:: WORK TO BE COMPLETED ::
Go through the data below. List every line that holds the word "trash".
BEGIN DATASET RECORDS
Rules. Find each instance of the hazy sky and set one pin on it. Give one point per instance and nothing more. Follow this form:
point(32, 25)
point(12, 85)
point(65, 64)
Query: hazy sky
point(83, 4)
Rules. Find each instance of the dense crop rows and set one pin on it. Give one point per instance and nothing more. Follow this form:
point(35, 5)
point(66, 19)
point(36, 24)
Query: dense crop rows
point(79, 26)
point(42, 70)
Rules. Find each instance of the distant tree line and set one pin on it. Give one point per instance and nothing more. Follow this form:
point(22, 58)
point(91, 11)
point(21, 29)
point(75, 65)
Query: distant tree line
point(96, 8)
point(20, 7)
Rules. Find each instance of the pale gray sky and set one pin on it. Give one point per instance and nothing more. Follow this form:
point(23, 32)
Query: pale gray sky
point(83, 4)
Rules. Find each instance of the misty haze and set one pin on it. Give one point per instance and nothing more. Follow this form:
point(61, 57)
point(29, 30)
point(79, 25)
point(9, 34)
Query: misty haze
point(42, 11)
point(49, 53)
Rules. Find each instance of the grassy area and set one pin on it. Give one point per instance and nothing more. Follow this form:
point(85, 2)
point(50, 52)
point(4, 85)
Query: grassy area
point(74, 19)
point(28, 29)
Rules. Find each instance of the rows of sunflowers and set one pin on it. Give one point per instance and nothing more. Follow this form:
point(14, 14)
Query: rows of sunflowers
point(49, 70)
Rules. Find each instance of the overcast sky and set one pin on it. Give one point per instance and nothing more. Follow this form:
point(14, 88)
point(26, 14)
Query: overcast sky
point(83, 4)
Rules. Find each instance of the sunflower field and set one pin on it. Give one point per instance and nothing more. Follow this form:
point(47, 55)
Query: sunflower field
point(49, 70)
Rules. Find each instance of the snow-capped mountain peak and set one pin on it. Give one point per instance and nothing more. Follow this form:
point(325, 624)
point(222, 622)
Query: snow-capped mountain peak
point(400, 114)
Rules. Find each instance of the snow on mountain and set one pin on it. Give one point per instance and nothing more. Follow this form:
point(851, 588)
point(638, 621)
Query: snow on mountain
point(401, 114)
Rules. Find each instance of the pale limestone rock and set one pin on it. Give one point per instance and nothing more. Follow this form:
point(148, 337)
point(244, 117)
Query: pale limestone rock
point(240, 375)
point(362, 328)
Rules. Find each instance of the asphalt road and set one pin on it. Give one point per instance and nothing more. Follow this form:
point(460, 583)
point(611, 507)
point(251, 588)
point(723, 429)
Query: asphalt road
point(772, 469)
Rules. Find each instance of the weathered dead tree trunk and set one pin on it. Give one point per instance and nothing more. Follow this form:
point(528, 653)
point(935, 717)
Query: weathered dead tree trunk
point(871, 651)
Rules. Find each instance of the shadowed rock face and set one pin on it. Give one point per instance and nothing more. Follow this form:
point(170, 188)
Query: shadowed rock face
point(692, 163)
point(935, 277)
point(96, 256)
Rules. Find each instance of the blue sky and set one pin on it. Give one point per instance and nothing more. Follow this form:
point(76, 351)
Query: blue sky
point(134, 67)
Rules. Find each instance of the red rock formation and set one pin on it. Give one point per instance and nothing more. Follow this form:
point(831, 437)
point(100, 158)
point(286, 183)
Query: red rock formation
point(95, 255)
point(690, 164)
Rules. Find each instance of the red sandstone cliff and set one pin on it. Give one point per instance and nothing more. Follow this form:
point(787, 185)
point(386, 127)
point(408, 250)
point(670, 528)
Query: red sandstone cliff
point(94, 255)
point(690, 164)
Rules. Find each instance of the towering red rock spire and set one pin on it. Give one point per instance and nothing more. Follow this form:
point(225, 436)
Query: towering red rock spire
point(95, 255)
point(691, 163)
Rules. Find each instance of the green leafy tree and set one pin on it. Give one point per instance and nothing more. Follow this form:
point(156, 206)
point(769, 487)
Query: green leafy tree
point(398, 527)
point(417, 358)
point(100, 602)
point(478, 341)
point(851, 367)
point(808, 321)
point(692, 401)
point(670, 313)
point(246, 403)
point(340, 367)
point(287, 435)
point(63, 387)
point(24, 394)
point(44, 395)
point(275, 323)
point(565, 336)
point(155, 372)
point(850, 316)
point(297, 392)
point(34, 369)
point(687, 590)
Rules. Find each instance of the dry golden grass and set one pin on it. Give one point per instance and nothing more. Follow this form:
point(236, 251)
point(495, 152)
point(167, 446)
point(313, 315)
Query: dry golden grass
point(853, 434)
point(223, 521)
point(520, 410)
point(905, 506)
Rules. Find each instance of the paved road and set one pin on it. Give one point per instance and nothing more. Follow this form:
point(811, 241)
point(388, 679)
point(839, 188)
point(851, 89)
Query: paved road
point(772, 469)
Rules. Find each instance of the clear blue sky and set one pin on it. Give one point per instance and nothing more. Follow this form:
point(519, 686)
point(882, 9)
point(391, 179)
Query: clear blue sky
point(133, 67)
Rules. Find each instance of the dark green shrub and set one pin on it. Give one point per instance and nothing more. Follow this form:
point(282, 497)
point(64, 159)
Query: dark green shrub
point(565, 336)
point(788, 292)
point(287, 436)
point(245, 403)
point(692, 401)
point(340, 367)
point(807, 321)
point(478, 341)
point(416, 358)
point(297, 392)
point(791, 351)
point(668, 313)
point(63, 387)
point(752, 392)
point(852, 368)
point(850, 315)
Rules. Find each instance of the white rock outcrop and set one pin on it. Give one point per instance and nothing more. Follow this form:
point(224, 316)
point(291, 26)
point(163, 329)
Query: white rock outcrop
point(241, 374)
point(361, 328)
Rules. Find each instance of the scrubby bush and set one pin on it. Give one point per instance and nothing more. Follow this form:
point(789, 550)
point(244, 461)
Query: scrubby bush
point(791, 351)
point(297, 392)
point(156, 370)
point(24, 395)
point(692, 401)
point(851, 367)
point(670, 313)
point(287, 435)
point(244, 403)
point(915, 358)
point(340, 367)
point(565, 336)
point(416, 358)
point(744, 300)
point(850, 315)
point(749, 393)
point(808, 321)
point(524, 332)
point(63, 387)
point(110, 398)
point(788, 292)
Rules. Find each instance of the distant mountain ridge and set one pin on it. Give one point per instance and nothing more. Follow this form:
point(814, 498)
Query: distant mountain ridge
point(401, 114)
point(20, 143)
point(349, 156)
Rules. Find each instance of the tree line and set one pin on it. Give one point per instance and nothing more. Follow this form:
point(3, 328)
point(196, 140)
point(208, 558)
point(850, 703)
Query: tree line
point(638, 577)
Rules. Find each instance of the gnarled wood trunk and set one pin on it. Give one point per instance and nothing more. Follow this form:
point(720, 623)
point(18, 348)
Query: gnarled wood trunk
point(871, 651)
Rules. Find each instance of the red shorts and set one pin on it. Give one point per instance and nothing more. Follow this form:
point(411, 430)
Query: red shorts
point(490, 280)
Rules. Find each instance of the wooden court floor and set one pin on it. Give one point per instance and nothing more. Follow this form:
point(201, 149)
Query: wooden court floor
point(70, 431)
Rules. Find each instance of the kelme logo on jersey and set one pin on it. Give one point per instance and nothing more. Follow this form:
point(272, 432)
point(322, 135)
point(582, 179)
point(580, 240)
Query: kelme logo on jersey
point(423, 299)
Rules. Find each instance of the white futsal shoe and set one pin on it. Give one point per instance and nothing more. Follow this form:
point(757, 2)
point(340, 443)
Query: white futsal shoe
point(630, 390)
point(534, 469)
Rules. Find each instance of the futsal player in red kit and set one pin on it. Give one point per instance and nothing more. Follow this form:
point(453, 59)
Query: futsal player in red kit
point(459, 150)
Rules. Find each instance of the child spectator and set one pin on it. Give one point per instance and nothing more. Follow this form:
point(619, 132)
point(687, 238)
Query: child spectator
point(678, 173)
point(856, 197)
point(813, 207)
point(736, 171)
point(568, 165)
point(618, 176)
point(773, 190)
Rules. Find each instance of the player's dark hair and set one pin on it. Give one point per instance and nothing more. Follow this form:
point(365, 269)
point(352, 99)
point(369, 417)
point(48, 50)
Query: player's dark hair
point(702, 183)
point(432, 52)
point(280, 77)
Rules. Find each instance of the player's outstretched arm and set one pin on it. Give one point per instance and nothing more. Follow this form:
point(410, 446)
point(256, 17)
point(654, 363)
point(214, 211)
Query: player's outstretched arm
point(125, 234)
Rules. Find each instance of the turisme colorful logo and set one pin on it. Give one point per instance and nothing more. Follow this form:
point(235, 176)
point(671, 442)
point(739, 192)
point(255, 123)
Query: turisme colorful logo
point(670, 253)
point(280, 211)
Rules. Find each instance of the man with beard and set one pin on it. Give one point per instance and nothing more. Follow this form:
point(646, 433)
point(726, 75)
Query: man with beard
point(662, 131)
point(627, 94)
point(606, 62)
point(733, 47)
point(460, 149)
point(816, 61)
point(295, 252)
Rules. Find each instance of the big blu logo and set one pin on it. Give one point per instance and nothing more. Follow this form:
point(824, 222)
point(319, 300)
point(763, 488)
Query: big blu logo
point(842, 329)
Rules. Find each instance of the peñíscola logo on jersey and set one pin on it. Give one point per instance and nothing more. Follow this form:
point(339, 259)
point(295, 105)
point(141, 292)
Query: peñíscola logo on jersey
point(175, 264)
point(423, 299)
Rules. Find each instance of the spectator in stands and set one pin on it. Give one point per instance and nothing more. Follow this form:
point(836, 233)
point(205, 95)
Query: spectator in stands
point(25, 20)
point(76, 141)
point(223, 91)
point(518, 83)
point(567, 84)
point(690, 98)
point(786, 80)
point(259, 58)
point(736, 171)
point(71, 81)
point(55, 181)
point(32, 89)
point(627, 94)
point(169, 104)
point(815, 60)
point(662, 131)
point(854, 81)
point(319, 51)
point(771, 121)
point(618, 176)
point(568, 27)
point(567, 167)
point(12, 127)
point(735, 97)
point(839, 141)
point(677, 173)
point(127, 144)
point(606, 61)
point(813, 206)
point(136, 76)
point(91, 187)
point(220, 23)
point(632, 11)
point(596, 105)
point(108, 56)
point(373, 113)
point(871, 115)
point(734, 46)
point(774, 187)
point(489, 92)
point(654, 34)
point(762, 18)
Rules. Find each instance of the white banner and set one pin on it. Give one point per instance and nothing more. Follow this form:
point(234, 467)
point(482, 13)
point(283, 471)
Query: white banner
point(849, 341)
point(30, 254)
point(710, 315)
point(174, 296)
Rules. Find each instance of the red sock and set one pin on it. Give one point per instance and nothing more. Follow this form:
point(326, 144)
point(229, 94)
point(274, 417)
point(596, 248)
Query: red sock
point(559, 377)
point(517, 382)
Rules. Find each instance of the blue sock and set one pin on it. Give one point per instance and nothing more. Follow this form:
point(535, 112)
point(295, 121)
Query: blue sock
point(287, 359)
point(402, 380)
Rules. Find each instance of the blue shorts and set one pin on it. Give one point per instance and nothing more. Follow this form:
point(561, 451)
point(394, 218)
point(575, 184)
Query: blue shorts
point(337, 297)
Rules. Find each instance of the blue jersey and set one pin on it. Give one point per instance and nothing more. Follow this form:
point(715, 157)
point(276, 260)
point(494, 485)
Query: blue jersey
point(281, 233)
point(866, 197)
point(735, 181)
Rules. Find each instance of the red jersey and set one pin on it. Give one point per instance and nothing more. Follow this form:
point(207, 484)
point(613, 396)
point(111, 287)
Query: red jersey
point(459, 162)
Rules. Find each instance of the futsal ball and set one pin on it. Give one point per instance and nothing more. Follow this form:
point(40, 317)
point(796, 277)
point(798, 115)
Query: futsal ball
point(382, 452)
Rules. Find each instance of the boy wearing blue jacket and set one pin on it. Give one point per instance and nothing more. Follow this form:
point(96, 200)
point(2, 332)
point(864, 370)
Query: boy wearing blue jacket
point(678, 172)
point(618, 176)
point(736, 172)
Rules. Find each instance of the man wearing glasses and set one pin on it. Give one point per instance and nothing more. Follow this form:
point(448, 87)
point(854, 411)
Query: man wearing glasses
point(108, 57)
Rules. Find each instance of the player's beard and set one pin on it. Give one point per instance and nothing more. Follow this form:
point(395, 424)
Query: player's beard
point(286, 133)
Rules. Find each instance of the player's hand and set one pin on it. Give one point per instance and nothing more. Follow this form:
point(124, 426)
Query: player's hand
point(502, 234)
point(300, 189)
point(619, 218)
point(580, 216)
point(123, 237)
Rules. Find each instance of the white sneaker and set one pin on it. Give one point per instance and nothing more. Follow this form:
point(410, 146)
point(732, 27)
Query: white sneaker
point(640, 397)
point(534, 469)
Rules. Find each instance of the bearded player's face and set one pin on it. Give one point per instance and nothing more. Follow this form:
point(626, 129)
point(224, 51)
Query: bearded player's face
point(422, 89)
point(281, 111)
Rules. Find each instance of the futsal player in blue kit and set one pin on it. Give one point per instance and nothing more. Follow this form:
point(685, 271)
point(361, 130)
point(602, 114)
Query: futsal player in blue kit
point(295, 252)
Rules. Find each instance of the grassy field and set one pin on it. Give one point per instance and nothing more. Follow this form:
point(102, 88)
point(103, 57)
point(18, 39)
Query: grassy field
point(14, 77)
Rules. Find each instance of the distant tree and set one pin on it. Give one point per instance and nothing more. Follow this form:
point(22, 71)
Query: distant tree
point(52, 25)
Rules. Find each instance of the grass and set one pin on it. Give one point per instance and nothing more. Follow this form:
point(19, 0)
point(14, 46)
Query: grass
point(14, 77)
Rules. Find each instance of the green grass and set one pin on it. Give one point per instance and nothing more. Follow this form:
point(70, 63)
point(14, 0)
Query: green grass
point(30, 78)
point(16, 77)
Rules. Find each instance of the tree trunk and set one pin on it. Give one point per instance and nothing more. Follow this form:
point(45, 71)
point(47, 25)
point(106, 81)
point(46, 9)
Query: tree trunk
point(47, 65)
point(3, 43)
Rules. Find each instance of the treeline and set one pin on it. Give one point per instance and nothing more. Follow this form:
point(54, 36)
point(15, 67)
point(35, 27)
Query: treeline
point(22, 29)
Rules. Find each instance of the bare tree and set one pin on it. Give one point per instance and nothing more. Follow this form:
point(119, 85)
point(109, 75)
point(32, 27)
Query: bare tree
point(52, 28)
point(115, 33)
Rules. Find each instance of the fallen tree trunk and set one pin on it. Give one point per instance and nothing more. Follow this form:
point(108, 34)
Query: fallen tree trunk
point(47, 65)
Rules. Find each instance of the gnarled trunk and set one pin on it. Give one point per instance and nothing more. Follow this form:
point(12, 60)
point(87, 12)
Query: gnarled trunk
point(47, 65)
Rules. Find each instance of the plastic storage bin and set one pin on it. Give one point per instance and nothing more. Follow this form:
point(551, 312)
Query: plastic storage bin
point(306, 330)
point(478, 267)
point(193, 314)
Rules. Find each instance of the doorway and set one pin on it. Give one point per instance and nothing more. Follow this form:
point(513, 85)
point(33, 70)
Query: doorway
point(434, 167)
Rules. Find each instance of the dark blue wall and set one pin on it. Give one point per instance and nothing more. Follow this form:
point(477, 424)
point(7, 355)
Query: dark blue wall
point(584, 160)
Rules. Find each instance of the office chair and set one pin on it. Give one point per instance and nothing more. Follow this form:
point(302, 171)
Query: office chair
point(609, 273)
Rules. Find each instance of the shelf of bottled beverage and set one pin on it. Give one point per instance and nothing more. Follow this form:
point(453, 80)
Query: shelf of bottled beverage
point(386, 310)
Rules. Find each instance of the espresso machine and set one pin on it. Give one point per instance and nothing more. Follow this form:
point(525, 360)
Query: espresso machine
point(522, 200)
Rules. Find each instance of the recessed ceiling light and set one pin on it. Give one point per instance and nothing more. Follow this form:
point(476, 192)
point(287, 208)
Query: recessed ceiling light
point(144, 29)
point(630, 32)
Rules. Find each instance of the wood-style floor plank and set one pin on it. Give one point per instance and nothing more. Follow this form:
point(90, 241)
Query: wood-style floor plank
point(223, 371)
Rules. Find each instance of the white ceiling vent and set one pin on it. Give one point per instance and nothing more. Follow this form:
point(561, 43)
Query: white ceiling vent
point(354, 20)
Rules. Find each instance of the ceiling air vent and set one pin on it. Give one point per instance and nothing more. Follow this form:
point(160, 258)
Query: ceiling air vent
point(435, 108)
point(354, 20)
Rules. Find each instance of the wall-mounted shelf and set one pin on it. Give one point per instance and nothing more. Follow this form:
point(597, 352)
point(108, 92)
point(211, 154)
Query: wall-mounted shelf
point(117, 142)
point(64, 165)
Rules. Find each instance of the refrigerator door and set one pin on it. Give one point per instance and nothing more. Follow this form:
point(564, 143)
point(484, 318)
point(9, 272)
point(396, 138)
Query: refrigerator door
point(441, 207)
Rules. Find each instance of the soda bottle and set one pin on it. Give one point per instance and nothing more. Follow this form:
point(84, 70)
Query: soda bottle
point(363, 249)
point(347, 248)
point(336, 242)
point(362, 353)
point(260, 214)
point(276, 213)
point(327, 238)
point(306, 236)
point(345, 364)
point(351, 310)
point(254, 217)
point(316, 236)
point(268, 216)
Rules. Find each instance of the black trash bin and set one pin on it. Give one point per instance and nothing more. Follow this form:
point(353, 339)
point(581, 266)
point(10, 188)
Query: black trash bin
END DATASET RECORDS
:: REPLY ::
Rules. Find each instance of the black trash bin and set one pin on it. Give one point per instance and nothing more. Follow this form:
Query: black trash bin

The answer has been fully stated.